*Aim of the task*: Copy word for word, please, the lines of the entries below running from the one containing "Target: tree bark" to the one containing "Target: bare soil", both ends included.

[Collected data]
-- Opening Marker --
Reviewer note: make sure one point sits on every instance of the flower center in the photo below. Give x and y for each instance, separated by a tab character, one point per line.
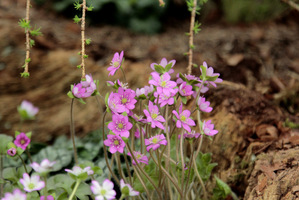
31	186
120	125
183	118
154	115
103	192
155	140
124	100
115	64
116	142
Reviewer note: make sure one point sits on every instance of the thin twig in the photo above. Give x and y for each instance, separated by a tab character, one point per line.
83	38
191	34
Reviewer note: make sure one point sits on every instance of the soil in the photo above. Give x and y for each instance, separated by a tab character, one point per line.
256	154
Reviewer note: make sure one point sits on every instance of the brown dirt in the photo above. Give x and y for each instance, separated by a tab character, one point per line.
257	156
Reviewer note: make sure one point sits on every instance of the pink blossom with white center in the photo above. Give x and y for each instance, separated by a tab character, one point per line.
185	90
164	99
22	141
210	73
203	105
115	143
104	191
137	132
44	167
32	183
144	91
114	103
140	158
130	191
17	194
78	171
12	151
208	128
183	119
163	83
85	88
120	125
153	116
163	63
115	63
155	142
27	110
127	98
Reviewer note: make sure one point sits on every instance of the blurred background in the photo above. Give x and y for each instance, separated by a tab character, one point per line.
253	44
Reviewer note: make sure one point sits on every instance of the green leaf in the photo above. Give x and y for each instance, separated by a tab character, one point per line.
159	69
4	140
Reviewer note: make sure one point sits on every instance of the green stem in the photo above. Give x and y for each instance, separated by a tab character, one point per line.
1	176
23	164
75	189
123	74
105	151
73	133
147	176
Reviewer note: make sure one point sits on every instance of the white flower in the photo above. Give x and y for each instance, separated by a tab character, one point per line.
32	183
16	195
104	192
44	167
127	190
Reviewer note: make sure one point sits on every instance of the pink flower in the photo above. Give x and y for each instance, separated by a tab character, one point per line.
164	99
203	105
127	189
114	103
155	142
22	141
208	128
144	91
44	167
183	119
12	151
191	134
104	191
153	116
163	63
139	157
16	195
127	98
210	73
27	110
85	88
48	198
32	183
163	83
115	63
137	132
115	143
185	90
120	125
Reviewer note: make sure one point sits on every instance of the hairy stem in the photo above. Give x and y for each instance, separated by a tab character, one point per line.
75	189
73	133
26	70
83	38
105	151
191	33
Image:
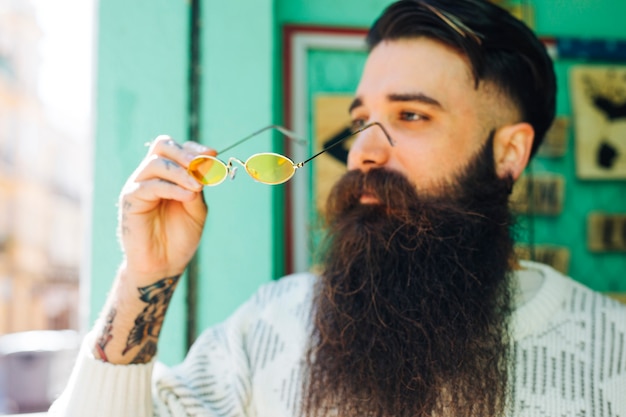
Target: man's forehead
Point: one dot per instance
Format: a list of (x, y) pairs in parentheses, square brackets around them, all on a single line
[(413, 67)]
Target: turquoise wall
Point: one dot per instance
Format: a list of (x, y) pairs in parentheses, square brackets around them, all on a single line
[(141, 92)]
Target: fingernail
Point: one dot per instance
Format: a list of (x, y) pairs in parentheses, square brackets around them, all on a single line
[(189, 157), (198, 147)]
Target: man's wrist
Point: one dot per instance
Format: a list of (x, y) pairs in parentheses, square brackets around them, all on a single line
[(131, 324)]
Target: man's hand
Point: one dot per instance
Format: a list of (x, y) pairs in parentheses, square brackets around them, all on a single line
[(161, 211), (161, 217)]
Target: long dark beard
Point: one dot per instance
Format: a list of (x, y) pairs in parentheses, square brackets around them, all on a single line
[(411, 315)]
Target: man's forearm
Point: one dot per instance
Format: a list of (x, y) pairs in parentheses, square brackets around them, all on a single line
[(129, 328)]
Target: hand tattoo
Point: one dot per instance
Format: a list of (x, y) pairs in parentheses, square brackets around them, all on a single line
[(105, 336), (148, 323)]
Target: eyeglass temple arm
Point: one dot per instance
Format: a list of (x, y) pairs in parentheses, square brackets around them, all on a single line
[(340, 140), (288, 133)]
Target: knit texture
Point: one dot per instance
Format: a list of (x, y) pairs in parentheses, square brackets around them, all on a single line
[(569, 359)]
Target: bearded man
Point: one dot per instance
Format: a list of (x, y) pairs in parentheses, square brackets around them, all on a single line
[(419, 307)]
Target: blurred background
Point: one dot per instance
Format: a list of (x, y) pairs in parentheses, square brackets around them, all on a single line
[(46, 61), (84, 85)]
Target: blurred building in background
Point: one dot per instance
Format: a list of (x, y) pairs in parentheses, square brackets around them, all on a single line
[(42, 179)]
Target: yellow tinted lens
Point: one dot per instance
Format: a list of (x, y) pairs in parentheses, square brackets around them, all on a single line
[(270, 168), (207, 170)]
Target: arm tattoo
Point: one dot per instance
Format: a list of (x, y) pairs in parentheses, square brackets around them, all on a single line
[(105, 335), (146, 353), (148, 323)]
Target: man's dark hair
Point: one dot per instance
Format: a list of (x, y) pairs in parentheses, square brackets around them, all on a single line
[(501, 49)]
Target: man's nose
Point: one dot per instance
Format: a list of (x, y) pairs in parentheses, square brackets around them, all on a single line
[(370, 149)]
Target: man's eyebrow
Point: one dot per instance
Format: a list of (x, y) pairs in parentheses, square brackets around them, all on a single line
[(357, 102), (419, 97)]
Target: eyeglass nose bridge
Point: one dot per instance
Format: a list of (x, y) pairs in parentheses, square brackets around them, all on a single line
[(231, 168)]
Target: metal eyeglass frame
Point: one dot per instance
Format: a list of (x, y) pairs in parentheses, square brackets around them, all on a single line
[(231, 170)]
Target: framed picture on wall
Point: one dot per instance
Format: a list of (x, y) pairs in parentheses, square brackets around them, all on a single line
[(599, 104), (303, 66)]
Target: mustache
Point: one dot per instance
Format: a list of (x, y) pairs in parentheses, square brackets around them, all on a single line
[(397, 199)]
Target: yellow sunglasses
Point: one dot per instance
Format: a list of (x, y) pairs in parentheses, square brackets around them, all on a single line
[(266, 167)]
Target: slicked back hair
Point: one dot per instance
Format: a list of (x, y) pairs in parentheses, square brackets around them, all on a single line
[(501, 49)]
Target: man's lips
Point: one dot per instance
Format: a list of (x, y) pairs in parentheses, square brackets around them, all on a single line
[(368, 198)]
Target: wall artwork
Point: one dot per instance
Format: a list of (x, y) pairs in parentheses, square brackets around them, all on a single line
[(538, 194), (300, 45), (554, 144), (606, 232), (599, 106), (558, 257)]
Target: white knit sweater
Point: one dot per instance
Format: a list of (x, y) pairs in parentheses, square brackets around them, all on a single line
[(569, 353)]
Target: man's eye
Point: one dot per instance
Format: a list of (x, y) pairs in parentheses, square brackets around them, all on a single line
[(356, 124), (411, 117)]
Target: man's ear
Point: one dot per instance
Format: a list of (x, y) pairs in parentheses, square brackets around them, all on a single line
[(511, 149)]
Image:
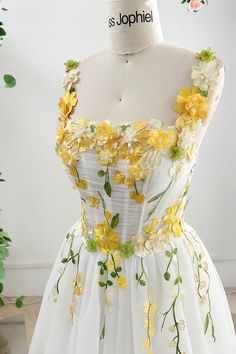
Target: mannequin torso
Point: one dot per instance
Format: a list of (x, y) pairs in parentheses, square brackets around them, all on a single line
[(120, 85)]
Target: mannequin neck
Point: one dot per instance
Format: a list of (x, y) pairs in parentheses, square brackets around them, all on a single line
[(133, 25)]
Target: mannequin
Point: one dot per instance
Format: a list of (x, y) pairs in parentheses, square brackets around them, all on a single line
[(138, 76)]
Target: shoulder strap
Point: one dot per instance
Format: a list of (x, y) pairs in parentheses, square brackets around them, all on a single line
[(68, 102)]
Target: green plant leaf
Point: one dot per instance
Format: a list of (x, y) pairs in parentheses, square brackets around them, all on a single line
[(2, 32), (101, 173), (1, 302), (115, 221), (2, 272), (178, 280), (168, 254), (167, 276), (10, 81), (206, 325), (156, 197)]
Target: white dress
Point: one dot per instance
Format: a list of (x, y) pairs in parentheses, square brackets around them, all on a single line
[(131, 275)]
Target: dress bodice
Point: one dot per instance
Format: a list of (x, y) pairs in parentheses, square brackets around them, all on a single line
[(133, 177)]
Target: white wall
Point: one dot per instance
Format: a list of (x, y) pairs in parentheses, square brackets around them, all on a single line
[(38, 202)]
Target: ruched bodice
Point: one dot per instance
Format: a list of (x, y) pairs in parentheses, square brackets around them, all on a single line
[(124, 267), (161, 191)]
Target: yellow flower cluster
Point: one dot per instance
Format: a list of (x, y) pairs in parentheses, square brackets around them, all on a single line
[(150, 309), (174, 219), (77, 290), (107, 239)]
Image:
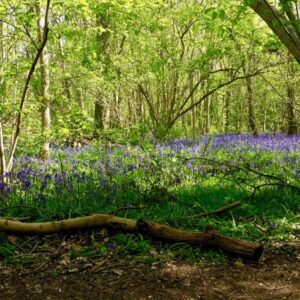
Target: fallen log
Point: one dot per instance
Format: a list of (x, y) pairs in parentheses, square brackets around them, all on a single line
[(209, 237)]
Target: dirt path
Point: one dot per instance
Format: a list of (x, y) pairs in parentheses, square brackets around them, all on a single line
[(276, 277)]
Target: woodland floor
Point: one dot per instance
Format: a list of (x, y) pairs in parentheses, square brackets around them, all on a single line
[(50, 273)]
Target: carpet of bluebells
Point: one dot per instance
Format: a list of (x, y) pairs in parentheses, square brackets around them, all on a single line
[(174, 179)]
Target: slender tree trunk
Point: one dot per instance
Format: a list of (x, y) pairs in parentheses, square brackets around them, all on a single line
[(249, 95), (292, 127), (102, 44), (226, 111), (98, 117), (66, 80), (45, 84)]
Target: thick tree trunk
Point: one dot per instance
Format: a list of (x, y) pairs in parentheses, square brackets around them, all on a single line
[(279, 24), (208, 238)]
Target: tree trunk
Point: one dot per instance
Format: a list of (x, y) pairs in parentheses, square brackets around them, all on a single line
[(249, 95), (291, 118), (292, 127), (208, 238), (279, 24), (98, 117), (45, 84)]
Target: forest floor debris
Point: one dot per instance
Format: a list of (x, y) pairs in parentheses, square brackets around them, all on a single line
[(42, 275)]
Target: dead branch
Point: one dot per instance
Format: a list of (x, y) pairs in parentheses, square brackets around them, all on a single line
[(208, 238)]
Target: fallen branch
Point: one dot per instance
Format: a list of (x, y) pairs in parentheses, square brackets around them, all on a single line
[(209, 237), (220, 210)]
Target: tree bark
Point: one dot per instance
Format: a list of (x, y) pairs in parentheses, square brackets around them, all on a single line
[(278, 23), (45, 84), (208, 238)]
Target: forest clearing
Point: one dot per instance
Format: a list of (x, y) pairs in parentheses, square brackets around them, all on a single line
[(149, 149)]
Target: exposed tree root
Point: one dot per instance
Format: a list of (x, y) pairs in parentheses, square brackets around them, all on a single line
[(208, 238)]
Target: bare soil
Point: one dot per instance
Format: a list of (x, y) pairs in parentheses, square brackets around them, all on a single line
[(50, 273)]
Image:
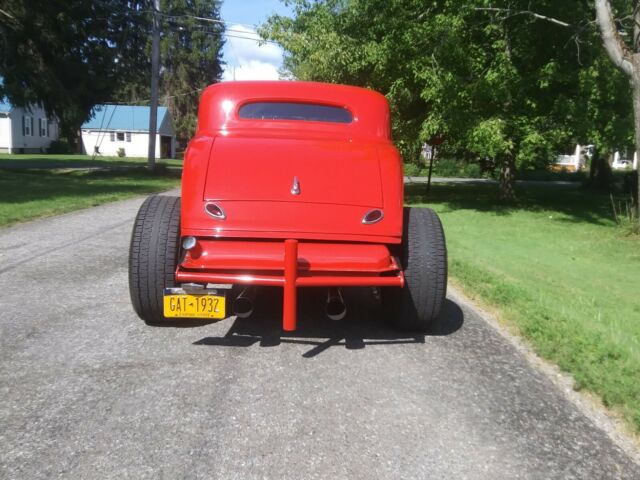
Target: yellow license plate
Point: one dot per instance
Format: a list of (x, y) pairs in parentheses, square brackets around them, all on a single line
[(194, 306)]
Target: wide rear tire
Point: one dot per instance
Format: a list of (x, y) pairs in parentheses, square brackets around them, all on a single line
[(153, 256), (424, 260)]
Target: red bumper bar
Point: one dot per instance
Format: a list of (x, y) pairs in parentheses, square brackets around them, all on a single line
[(292, 278)]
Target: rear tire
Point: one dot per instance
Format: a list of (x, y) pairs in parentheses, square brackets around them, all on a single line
[(424, 259), (153, 256)]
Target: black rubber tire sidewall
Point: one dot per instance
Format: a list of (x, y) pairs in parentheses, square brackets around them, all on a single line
[(424, 260), (153, 255)]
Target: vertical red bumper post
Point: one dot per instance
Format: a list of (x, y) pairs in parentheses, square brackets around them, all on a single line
[(289, 320)]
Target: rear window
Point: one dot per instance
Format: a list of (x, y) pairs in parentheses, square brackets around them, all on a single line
[(309, 112)]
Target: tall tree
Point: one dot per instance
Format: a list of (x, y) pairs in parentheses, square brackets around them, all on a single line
[(190, 59), (625, 54), (68, 55), (491, 81)]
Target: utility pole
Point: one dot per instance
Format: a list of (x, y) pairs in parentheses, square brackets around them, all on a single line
[(155, 73)]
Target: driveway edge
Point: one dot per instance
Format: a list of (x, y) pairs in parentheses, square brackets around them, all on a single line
[(588, 404)]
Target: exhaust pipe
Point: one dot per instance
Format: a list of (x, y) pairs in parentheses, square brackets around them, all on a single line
[(335, 307), (243, 304)]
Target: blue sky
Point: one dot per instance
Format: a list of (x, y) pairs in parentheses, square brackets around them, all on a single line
[(246, 59)]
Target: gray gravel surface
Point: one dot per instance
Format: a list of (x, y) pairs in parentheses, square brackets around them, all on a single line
[(88, 391)]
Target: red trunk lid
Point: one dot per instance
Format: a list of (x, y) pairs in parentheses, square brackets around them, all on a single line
[(338, 172)]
-- Closing Marker --
*Response*:
Target: tree bark
Point: one dot per instance
Format: a list of (x, y) pairs in parentheses, square brackets around them, all on a single line
[(278, 23), (45, 84), (208, 238)]
Target: forest clearing
Point: one dot per instance
Format: a list of (x, y) pairs in parentheses, square brackets around them, all on a single line
[(149, 149)]
Target: exposed tree root
Point: one dot per instance
Format: a list of (x, y) pairs in parentheses, square brackets around them, all on a single line
[(208, 238)]
Target: bare soil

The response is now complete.